**TEXT UNDER STUDY**
/---

Quote from the Personal Archive - when the hands are empty but still moving
Creativity is not an outcome, in and of itself. Creativity is the process of working an idea out. It demands the process. Creativity requires ritual. An expression. A feeling, with shape. A shape, with feelings.
We can use AI to summarize, pattern-match, inspire, and assist. That's valuable. But there's one line we cannot cross: outsourcing our feelings. Your gut reactions, your taste, your unique pattern-matching across experiences - these are what make you one of one among 8 billion. AI tools are designed to validate, to keep you engaged, to give you pleasing responses. That becomes dangerous when applied to how you interpret the world. What keeps us human is our flaws, our idiosyncrasies, the messy way our experiences connect in unknowable corners. This isn't about rejecting tools. It's about protecting what makes you irreplaceable.
Quote from the Personal Archive - on staying human in the age of everything
We are one of 8 billion souls on this planet right now, but we are also one of one. If we outsource our gut feelings, if we outsource taste, then there's no humanity left. Keep it soulful. Keep your feelings yours.
At 2,870+ days of daily posting, file corruption hit at the worst possible time. The video wouldn't render. The podcast wouldn't work. Multiple people were counting on content that suddenly couldn't be delivered. This is the worst part of streaks - watching something you've built threaten to break through no fault of your own. But it's also the best part, because streaks force you to find a way. The constraint became the catalyst. The Horror Fest promo that needed to be made anyway became the solution, shot from scratch on a Wednesday morning between client meetings. Streaks teach the difference between commitment and rigidity. They're not about perfection. They're about being present, even when it gets messy. Especially when it gets messy.
Quote from the Personal Archive - when corruption forces creativity
Streaks can work for you or work against you. They can force you to learn the difference between commitment and rigidity - to realize the point isn't perfection, but being present, even when it gets all messy.
The best thing anyone ever did was leave a trail of breadcrumbs out of NEPA. Not instructions - proof of possibility. A touring band at a local café. A weird movie at the video store. Evidence that someone from somewhere else did something cool, which meant maybe you could too. Bobby Keller gets this. For eleven years he's been showing films at NEPA Horror Fest, bringing the outside world in, creating bat signals for creative souls. That's why Cultish Creative is sponsoring this year. Because breadcrumbs matter. Because showing up and doing something cool in your hometown can change someone's entire trajectory. The message "you can do this too" is the most important one anyone receives. If no one's leaving breadcrumbs in your community, maybe it's your turn.
Quote from the Personal Archive - on proof of possibility
Each of those breadcrumbs weren't just instructions. They were proof of possibility. I didn't know what I'd do with that proof. Not exactly at least.

\---

(Data excerpts)
/---

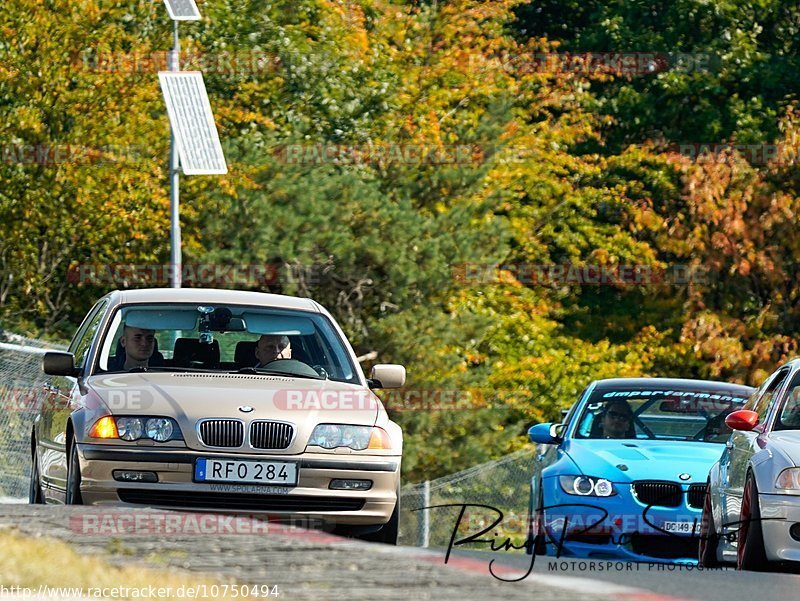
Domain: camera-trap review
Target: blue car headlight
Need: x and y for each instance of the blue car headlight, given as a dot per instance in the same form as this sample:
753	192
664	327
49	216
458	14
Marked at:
586	486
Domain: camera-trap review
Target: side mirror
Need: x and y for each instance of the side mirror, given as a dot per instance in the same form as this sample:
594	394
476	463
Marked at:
59	364
387	375
743	419
545	433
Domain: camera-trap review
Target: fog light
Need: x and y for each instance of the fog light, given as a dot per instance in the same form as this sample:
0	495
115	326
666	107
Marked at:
350	484
131	476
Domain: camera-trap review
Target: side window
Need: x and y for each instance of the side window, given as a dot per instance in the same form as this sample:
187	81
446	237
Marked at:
790	412
83	340
764	403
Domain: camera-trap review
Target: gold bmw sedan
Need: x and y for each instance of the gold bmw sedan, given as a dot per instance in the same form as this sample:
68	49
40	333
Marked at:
219	400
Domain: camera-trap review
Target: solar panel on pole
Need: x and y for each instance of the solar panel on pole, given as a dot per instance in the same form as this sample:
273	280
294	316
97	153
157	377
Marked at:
193	122
182	10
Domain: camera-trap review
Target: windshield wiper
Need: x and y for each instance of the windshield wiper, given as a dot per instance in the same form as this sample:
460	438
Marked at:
273	372
135	370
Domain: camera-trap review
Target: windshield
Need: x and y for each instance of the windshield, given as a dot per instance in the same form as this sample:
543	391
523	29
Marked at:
189	337
667	414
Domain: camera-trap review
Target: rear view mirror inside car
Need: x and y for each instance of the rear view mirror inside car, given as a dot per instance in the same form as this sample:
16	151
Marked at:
287	325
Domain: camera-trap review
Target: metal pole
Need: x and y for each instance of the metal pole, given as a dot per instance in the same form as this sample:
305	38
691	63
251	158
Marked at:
426	519
176	259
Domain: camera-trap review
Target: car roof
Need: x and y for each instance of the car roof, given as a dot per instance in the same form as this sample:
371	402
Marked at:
214	296
673	383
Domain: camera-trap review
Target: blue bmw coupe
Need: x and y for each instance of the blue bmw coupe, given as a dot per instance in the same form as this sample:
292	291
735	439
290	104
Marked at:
624	476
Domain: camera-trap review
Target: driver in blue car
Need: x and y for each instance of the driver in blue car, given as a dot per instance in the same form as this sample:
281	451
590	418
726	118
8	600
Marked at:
617	421
272	347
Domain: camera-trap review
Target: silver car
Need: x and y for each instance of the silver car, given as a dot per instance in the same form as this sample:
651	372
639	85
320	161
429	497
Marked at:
219	400
751	513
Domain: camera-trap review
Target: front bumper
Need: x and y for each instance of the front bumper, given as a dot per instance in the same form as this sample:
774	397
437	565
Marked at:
176	489
618	527
779	513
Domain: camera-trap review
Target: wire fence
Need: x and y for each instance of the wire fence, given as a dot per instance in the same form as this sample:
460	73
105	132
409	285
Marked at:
488	490
21	396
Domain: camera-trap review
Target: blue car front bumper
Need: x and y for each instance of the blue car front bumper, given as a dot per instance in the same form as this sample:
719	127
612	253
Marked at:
619	527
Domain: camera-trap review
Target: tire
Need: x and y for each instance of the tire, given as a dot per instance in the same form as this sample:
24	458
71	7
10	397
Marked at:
750	554
73	496
390	531
35	494
536	544
709	538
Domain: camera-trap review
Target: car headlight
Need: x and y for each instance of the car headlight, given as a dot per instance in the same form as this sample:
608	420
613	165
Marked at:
586	486
789	479
160	429
130	428
358	438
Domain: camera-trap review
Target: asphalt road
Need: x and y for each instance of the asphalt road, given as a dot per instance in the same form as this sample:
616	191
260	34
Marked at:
683	582
316	566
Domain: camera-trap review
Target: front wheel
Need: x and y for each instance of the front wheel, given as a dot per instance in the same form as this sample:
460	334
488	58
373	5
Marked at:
536	543
750	552
73	496
390	531
709	538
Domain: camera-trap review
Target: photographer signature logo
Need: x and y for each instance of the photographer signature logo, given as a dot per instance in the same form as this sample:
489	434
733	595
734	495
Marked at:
557	541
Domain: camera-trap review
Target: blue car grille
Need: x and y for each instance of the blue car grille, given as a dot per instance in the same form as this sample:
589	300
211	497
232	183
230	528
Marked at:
656	493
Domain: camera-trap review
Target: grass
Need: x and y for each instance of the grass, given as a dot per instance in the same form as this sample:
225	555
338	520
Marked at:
31	563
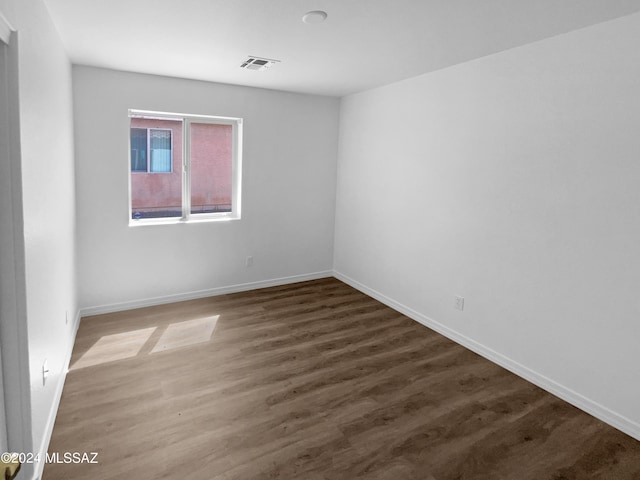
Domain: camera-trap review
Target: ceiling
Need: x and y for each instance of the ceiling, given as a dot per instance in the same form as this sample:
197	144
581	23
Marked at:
362	44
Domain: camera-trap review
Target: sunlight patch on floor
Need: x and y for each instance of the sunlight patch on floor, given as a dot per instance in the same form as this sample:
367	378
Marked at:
115	347
183	334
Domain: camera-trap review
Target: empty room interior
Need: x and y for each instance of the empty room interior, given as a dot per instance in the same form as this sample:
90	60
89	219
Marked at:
320	239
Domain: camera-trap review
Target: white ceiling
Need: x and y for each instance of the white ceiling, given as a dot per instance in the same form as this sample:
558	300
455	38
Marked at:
362	44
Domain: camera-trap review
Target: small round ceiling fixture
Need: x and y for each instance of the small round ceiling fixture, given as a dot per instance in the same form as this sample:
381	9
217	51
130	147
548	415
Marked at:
316	16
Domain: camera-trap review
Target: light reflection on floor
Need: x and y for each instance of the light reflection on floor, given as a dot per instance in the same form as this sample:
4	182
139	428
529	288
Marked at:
115	347
120	346
190	332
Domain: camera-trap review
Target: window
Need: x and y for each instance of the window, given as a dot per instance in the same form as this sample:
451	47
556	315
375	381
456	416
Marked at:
151	150
184	167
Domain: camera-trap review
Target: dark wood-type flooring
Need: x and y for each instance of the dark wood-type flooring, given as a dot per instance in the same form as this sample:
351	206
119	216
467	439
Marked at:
311	381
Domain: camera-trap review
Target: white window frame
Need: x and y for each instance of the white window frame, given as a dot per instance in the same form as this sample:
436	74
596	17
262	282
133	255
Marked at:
236	167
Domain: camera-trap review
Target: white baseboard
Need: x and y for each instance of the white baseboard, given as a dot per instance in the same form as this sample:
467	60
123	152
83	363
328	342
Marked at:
242	287
608	416
51	420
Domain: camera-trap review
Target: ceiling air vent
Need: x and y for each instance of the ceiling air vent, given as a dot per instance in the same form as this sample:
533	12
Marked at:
257	63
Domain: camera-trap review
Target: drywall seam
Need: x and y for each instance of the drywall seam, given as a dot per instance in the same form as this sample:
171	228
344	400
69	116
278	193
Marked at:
48	428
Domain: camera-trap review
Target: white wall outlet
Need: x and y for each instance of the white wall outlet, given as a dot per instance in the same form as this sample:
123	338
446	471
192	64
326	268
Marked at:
45	372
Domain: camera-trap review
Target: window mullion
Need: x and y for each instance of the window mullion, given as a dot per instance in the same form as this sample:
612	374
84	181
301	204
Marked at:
149	150
186	168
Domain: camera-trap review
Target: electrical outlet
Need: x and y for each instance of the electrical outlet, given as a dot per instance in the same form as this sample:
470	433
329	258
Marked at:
45	372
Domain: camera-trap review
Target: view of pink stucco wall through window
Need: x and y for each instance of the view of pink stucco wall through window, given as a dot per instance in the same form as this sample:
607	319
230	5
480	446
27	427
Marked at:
156	168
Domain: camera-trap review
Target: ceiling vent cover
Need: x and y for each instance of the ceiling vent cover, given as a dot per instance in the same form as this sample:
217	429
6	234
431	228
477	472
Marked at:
258	63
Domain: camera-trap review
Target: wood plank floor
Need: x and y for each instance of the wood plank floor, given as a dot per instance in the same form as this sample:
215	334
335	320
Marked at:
311	381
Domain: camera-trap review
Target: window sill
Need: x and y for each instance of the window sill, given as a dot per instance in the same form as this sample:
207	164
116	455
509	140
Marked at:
178	221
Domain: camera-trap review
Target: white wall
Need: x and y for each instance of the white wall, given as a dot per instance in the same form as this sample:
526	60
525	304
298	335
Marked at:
44	223
512	181
289	170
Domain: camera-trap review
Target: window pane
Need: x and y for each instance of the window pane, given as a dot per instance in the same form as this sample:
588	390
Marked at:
154	193
211	167
160	150
138	149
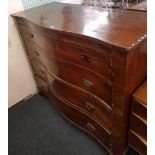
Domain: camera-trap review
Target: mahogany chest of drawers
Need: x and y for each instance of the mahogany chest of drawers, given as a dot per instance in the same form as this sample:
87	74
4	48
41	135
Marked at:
89	61
138	120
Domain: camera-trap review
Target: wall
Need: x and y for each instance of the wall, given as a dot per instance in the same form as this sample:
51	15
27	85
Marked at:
20	81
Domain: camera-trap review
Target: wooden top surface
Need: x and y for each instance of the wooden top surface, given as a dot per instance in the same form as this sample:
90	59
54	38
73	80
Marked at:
140	6
141	94
121	28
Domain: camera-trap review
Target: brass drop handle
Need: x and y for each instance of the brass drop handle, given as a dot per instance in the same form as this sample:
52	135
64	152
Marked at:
42	72
36	52
88	83
91	127
29	35
89	106
86	58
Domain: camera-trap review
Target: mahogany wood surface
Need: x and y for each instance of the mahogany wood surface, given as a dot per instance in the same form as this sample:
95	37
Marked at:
89	60
138	120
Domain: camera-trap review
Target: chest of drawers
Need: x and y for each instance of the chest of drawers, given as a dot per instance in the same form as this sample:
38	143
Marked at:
138	120
89	61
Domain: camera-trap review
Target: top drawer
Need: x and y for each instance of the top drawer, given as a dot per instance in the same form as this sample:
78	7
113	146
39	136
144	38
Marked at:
99	62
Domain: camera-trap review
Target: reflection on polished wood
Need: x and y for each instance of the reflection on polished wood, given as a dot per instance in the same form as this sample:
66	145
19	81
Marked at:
89	61
140	6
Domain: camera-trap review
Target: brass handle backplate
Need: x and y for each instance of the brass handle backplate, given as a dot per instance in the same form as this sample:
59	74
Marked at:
86	58
89	106
36	52
91	127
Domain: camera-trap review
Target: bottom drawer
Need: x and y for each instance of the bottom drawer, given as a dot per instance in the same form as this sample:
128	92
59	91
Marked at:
137	142
81	120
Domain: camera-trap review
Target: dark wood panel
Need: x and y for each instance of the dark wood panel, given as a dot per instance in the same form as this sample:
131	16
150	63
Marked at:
100	35
78	76
139	109
90	22
82	120
100	63
84	101
138	125
137	143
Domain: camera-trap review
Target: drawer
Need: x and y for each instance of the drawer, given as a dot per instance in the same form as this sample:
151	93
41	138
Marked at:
98	62
82	120
35	41
137	142
139	109
76	96
138	125
77	76
93	60
83	101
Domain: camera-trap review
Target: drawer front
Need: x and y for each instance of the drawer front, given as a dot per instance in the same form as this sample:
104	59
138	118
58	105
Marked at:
137	143
79	98
84	101
36	41
82	120
138	126
78	76
139	110
95	61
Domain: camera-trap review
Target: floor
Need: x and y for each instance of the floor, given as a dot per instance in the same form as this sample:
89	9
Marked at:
36	128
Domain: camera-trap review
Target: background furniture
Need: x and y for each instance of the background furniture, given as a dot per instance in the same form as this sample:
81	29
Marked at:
89	61
138	120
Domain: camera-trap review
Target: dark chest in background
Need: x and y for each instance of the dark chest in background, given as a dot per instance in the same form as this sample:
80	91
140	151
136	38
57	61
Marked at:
89	61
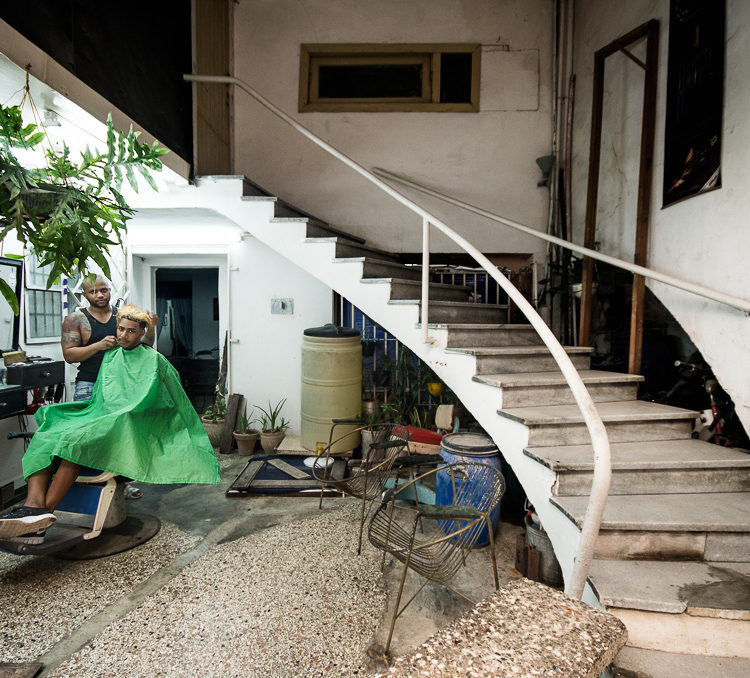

\---

**DIRECTIONS**
Rewrite everything from "We can use AI" down to "makes you irreplaceable." in the text on creativity and staying human, changing "gut reactions" to "instincts".

**ANSWER SECTION**
We can use AI to summarize, pattern-match, inspire, and assist. That's valuable. But there's one line we cannot cross: outsourcing our feelings. Your instincts, your taste, your unique pattern-matching across experiences - these are what make you one of one among 8 billion. AI tools are designed to validate, to keep you engaged, to give you pleasing responses. That becomes dangerous when applied to how you interpret the world. What keeps us human is our flaws, our idiosyncrasies, the messy way our experiences connect in unknowable corners. This isn't about rejecting tools. It's about protecting what makes you irreplaceable.